> **What is needed**: In the text on haybox cooking, what advantage of hayboxing is notable in the summer months?

> **Text provided**:
Because all the ingredients have been “stewed in their own juices,” haybox meals are unusually savory. No taste or aroma has been lost to the open air. Another advantage of hayboxing is notable in the summer months: no extra heat in the kitchen. It’s all stored inside.

One beauty of haybox cooking is that you can make your own cooker to your own specifications. I have seen photos of hayboxes made to fit inside a deep kitchen drawer, for example, and hayboxes that use bean bags for insulation. The important thing is using it correctly, making sure you have a tight-fitting lid to keep air out, keep flavor in and prevent microbes from proliferating.

After our experience of being told not to teach hayboxing to our African village friends, I was pleased to learn about Sarah Collins, an award-winning female entrepreneur who lives in South Africa. Sarah saw the great advantages of thermal cooking in her home country where many people are unable to get electricity or to afford it. Cooking on an open fire can be dangerous, not only for its potential for injury but for the perils of poisonous fumes in small, enclosed spaces such as a typical African hut.

> **Excerpted data**:
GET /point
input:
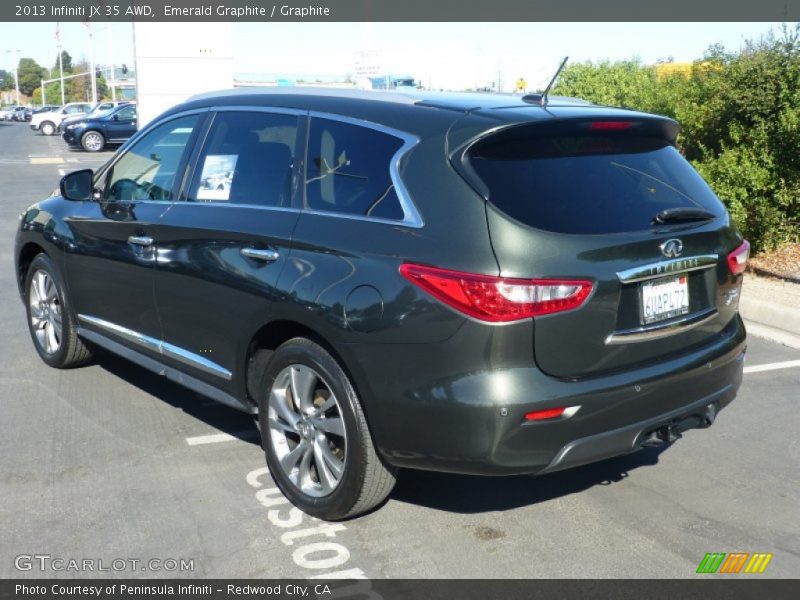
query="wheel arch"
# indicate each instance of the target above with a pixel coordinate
(27, 253)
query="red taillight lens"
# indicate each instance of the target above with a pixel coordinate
(737, 260)
(610, 125)
(548, 413)
(498, 299)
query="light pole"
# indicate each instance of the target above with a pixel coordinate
(112, 79)
(16, 72)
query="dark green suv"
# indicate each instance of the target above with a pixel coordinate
(464, 283)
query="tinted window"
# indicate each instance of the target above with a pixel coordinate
(126, 114)
(248, 159)
(589, 184)
(348, 170)
(147, 170)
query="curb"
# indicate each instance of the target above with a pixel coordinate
(766, 273)
(772, 334)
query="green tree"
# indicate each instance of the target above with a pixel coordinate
(66, 60)
(740, 118)
(7, 81)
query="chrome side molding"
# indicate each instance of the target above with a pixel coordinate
(668, 267)
(160, 346)
(659, 330)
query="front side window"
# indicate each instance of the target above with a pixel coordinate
(126, 114)
(348, 170)
(589, 183)
(248, 159)
(147, 170)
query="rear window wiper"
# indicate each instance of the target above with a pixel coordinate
(672, 215)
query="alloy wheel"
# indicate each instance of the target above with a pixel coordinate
(306, 430)
(93, 142)
(45, 312)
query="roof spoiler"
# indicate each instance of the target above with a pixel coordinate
(618, 122)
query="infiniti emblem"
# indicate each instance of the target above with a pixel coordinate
(672, 248)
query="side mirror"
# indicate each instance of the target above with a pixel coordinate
(78, 185)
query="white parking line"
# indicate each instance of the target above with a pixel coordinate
(772, 366)
(215, 438)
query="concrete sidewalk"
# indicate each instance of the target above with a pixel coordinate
(771, 309)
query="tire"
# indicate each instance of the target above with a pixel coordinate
(50, 319)
(93, 141)
(353, 478)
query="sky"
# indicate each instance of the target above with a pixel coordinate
(440, 55)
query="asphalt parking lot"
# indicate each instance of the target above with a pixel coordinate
(111, 462)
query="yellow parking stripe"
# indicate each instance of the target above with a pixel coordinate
(49, 160)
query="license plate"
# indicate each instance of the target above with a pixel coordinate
(664, 299)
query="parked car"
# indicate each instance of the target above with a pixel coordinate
(99, 109)
(46, 108)
(470, 283)
(110, 127)
(48, 122)
(18, 114)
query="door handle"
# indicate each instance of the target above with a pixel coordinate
(265, 255)
(140, 240)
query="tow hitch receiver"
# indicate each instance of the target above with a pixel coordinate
(671, 432)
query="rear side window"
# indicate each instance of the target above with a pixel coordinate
(147, 170)
(589, 184)
(248, 159)
(348, 170)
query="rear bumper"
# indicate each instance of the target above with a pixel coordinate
(474, 422)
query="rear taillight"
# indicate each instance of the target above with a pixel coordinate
(737, 260)
(498, 299)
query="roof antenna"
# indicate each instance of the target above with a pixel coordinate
(541, 99)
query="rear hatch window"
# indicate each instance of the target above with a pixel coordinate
(589, 183)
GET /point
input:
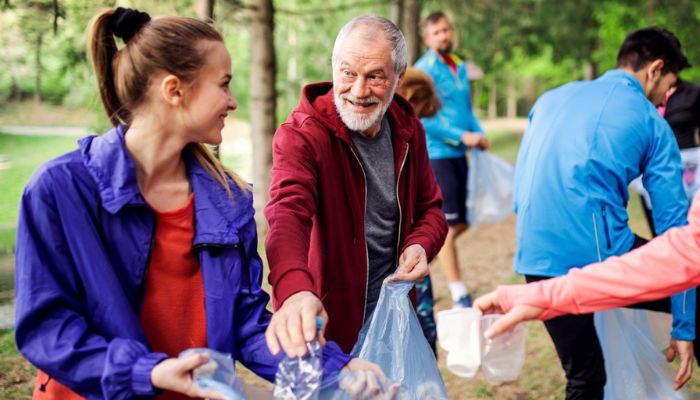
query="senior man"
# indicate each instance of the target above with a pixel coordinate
(353, 198)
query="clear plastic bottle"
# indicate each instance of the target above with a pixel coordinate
(299, 378)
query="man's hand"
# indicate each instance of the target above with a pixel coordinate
(413, 265)
(472, 139)
(294, 324)
(488, 304)
(684, 349)
(176, 375)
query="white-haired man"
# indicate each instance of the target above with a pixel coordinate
(352, 194)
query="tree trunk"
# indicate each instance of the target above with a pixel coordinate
(37, 68)
(262, 101)
(292, 85)
(512, 100)
(410, 22)
(205, 12)
(396, 12)
(492, 111)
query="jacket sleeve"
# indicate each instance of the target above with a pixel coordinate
(53, 328)
(662, 178)
(429, 224)
(253, 317)
(438, 128)
(664, 266)
(290, 209)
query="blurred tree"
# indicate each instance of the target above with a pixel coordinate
(263, 98)
(36, 19)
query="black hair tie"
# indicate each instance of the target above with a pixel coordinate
(127, 21)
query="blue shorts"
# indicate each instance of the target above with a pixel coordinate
(451, 175)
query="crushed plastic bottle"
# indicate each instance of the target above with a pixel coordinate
(217, 374)
(299, 378)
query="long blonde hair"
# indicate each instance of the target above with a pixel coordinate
(162, 44)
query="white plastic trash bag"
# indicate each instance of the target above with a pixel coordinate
(461, 334)
(634, 364)
(490, 188)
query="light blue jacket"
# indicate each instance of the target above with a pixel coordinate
(444, 130)
(586, 141)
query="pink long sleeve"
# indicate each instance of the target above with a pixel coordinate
(666, 265)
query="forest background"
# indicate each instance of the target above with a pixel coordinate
(517, 49)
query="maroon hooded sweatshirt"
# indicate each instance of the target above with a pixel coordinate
(316, 239)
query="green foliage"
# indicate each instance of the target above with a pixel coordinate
(24, 154)
(536, 44)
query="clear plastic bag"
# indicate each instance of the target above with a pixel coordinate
(634, 364)
(393, 339)
(490, 188)
(299, 378)
(502, 357)
(217, 374)
(690, 162)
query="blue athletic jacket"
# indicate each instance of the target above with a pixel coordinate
(586, 141)
(444, 130)
(83, 245)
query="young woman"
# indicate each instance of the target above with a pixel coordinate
(666, 265)
(140, 244)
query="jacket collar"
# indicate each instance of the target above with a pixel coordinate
(625, 78)
(317, 101)
(218, 216)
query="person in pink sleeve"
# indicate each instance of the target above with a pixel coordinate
(666, 265)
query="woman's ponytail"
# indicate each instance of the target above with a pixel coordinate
(102, 48)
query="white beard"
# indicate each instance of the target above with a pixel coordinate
(359, 122)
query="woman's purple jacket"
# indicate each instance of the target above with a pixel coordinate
(83, 244)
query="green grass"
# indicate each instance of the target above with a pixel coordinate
(541, 377)
(505, 144)
(25, 154)
(16, 375)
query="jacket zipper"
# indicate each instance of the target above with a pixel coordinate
(605, 227)
(398, 203)
(142, 284)
(364, 309)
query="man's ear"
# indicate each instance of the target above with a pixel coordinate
(171, 90)
(654, 70)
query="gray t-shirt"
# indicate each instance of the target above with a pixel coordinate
(381, 210)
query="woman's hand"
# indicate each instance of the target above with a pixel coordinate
(175, 374)
(488, 304)
(365, 380)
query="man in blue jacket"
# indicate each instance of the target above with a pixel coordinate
(448, 134)
(585, 143)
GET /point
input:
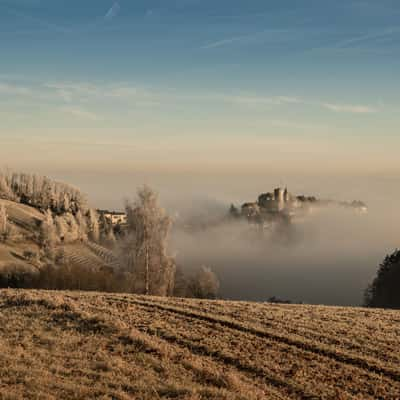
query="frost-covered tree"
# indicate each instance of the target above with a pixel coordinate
(144, 249)
(41, 192)
(48, 232)
(93, 226)
(3, 222)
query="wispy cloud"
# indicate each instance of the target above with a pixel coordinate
(14, 90)
(264, 35)
(261, 100)
(113, 11)
(348, 108)
(80, 113)
(76, 96)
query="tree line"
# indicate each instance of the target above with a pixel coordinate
(141, 247)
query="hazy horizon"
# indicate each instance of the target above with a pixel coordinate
(212, 103)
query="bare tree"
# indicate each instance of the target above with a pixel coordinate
(48, 233)
(3, 222)
(93, 225)
(144, 248)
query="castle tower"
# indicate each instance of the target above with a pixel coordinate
(279, 198)
(286, 196)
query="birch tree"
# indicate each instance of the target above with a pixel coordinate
(3, 222)
(145, 246)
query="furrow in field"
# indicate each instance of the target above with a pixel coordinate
(342, 357)
(296, 367)
(338, 334)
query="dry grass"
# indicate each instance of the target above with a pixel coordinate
(66, 345)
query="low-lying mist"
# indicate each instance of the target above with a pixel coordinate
(327, 257)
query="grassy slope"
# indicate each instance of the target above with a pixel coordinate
(108, 346)
(25, 220)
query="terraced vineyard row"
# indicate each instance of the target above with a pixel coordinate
(130, 346)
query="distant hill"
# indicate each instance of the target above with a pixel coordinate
(23, 252)
(76, 345)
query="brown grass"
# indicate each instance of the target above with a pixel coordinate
(68, 345)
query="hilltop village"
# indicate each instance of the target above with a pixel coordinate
(280, 206)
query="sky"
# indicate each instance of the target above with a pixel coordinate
(189, 87)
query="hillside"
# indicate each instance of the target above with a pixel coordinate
(26, 222)
(73, 345)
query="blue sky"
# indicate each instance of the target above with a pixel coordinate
(200, 82)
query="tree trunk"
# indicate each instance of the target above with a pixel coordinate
(147, 278)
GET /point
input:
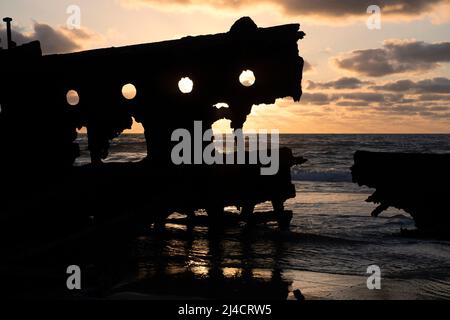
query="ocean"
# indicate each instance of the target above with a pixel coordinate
(332, 239)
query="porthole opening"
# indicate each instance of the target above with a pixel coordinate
(129, 91)
(186, 85)
(247, 78)
(72, 97)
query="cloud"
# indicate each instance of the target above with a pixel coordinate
(435, 85)
(325, 8)
(53, 40)
(341, 83)
(396, 56)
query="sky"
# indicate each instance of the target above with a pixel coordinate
(358, 79)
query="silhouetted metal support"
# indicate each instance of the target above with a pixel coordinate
(10, 43)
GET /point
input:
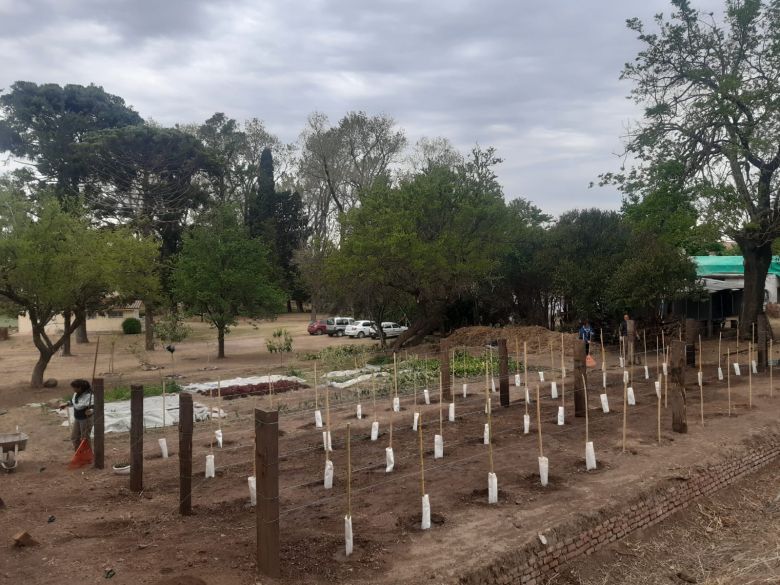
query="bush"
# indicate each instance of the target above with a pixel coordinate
(131, 326)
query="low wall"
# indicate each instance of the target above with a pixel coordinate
(533, 563)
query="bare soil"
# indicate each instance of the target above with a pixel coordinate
(87, 522)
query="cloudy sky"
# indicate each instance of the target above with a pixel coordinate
(538, 80)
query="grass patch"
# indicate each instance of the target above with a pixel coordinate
(123, 392)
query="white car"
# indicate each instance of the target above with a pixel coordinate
(359, 329)
(391, 329)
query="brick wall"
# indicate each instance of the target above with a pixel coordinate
(529, 565)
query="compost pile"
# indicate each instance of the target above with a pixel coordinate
(260, 389)
(476, 336)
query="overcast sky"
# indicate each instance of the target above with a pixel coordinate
(538, 80)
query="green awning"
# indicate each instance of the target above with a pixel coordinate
(712, 265)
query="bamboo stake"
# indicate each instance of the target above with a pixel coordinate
(422, 463)
(327, 424)
(750, 374)
(539, 421)
(349, 472)
(625, 413)
(728, 375)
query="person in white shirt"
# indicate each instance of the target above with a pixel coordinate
(82, 403)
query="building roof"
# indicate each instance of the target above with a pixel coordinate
(726, 265)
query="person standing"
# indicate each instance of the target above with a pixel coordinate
(82, 403)
(586, 334)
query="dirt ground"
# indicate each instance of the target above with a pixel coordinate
(90, 526)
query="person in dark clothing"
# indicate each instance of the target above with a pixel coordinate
(586, 334)
(82, 403)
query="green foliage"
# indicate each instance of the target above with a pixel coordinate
(171, 328)
(221, 273)
(131, 326)
(123, 392)
(280, 342)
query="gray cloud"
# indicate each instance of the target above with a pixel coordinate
(537, 80)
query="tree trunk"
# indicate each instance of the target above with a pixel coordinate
(81, 330)
(757, 259)
(44, 357)
(221, 342)
(149, 326)
(66, 346)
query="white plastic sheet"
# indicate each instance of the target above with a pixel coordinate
(492, 488)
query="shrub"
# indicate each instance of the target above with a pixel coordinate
(131, 326)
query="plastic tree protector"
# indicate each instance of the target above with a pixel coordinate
(328, 474)
(252, 483)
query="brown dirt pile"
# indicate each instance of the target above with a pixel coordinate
(533, 335)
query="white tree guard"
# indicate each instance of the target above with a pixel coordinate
(348, 535)
(544, 470)
(328, 480)
(492, 488)
(590, 456)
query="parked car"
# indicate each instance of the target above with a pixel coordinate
(336, 325)
(318, 327)
(391, 330)
(359, 329)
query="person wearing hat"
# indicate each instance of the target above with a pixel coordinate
(82, 403)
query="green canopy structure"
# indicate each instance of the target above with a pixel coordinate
(723, 265)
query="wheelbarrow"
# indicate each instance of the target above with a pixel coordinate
(10, 445)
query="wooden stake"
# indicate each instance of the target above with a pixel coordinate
(349, 472)
(625, 413)
(728, 375)
(422, 463)
(539, 421)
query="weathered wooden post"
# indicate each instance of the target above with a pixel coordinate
(98, 443)
(503, 372)
(136, 438)
(580, 379)
(267, 510)
(446, 378)
(678, 365)
(185, 453)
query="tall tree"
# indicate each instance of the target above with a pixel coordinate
(221, 273)
(43, 124)
(53, 262)
(709, 87)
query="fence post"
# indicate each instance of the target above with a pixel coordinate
(185, 453)
(136, 438)
(503, 372)
(98, 442)
(267, 471)
(580, 379)
(678, 363)
(446, 380)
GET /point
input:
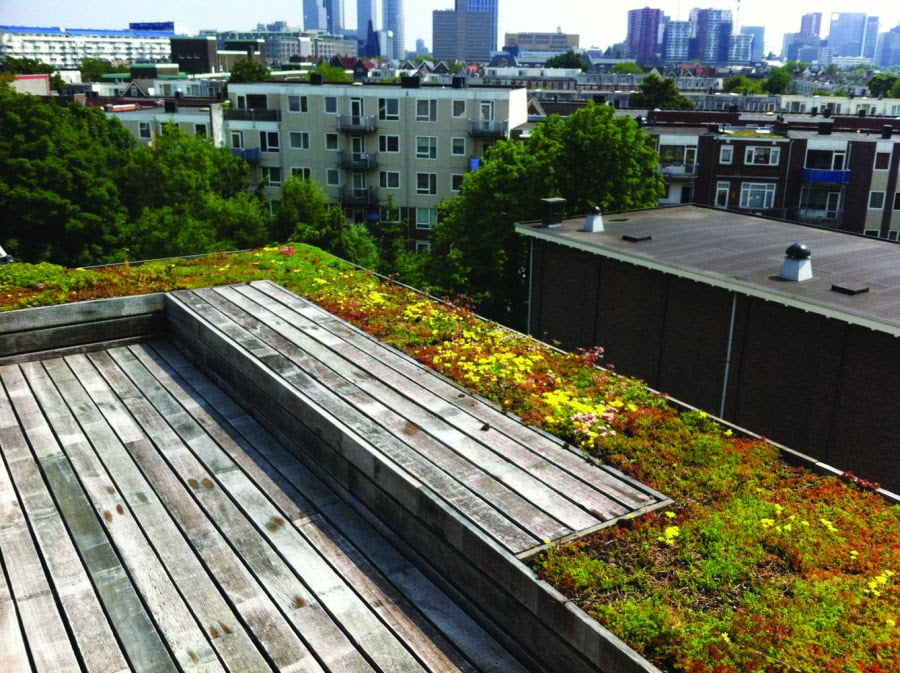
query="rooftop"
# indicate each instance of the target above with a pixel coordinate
(744, 253)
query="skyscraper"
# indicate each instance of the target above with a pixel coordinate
(645, 33)
(393, 21)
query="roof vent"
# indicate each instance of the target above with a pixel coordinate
(797, 265)
(593, 223)
(553, 211)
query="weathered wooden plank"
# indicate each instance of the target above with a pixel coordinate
(331, 409)
(76, 422)
(84, 311)
(257, 450)
(143, 646)
(63, 336)
(84, 614)
(237, 650)
(524, 499)
(304, 610)
(335, 595)
(537, 443)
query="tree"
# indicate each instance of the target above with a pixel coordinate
(568, 60)
(882, 83)
(59, 195)
(590, 158)
(659, 93)
(627, 68)
(248, 71)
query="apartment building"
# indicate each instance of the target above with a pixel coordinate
(371, 144)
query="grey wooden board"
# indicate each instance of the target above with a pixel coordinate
(399, 583)
(76, 421)
(474, 506)
(338, 598)
(522, 497)
(142, 644)
(556, 464)
(83, 611)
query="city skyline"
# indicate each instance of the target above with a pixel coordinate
(597, 28)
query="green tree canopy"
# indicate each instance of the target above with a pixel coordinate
(590, 158)
(59, 195)
(567, 60)
(248, 71)
(659, 93)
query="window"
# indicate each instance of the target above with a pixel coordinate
(757, 195)
(722, 189)
(272, 175)
(725, 154)
(426, 110)
(298, 104)
(389, 179)
(388, 143)
(426, 183)
(876, 200)
(426, 218)
(426, 147)
(268, 141)
(762, 156)
(299, 140)
(389, 109)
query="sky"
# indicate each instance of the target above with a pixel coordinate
(597, 24)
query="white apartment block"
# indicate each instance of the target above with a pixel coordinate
(65, 48)
(368, 144)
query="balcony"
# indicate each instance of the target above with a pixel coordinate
(358, 162)
(679, 170)
(487, 128)
(822, 175)
(243, 115)
(359, 196)
(250, 156)
(357, 124)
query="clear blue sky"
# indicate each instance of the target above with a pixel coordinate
(596, 22)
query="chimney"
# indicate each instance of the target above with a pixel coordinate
(553, 211)
(797, 265)
(593, 223)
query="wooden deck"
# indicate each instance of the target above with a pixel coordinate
(147, 523)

> **Task solution**: There is no extra heat in the kitchen.